* Page excerpt *

Species of gastropod

Calliostoma perfragile is a species of sea snail, a marine gastropod mollusk in the family Calliostomatidae.

==Description==
(Original description by G.B. Sowerby III) The size of the shell varies between 13 mm and 25 mm. The very thin, pale iridescent shell has a trochiform shape. The spire is acutely conical. The seven whorls are slightly convex and spirally ridged. There are 9 ridges on the penultimate whorl, rather narrow, the upper ones minutely granulated. The body whorl is angled at the periphery, with a slight keel, which is articulated with rather distant oblong yellowish brown spots. The base of the shell is rather convex, faintly lirate near the margin. The lirae become gradually more prominent towards the centre. The aperture is quadrangular and slightly oblique. The columella is very little curved, rather thick and truncated at the base.

The shell is top-shaped, with a conical spire and a somewhat flattened base. The spire whorls are slightly convex, with a shallowly indented suture. The periphery is rounded and angular but not keeled. The shell is sculpted with spiral cords, with the first two to three below the suture finely granular, while the others are smooth. The intervals between the cords often contain a fine spiral thread. The base is smoother, featuring several broad spiral cords around the umbilical region, which is closed. The aperture is nacreous (mother-of-pearl), and the operculum is circular and multi-spiral.

The coloration of the shell is predominantly pale orange-brown, resembling a biscuit tone, with a glossy, slightly iridescent surface. Under magnification, the spiral cords appear whitish, while the spaces between them are orange-brown. The periphery is marked by a spiral row of dash-like brown markings, and the base is a paler shade of the same orange-brown hue.

==Distribution==
This marine species is endemic to South Africa and is primarily found on the Agulhas Bank, ranging from the Cape Canyon to southern Transkei. It may also occur off the coast of KwaZulu-Natal. This species inhabits depths between 100 and 350 meters.

* Exercise data *
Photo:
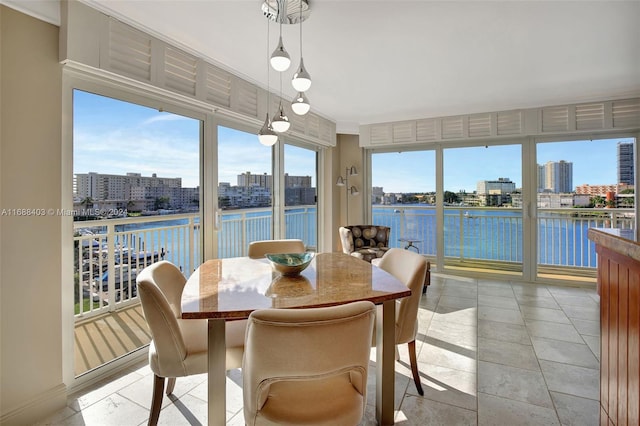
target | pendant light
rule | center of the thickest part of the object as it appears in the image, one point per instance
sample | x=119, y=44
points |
x=301, y=80
x=280, y=122
x=280, y=59
x=266, y=135
x=300, y=104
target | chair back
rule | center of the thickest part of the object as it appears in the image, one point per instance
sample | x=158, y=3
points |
x=411, y=269
x=257, y=249
x=168, y=350
x=366, y=242
x=298, y=346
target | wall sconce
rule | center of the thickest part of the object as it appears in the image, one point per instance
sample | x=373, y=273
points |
x=351, y=190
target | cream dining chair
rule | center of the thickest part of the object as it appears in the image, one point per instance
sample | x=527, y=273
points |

* What you will do *
According to the Calliostoma perfragile text, at what depths does this species live?

* Response to this exercise *
Between 100 and 350 meters.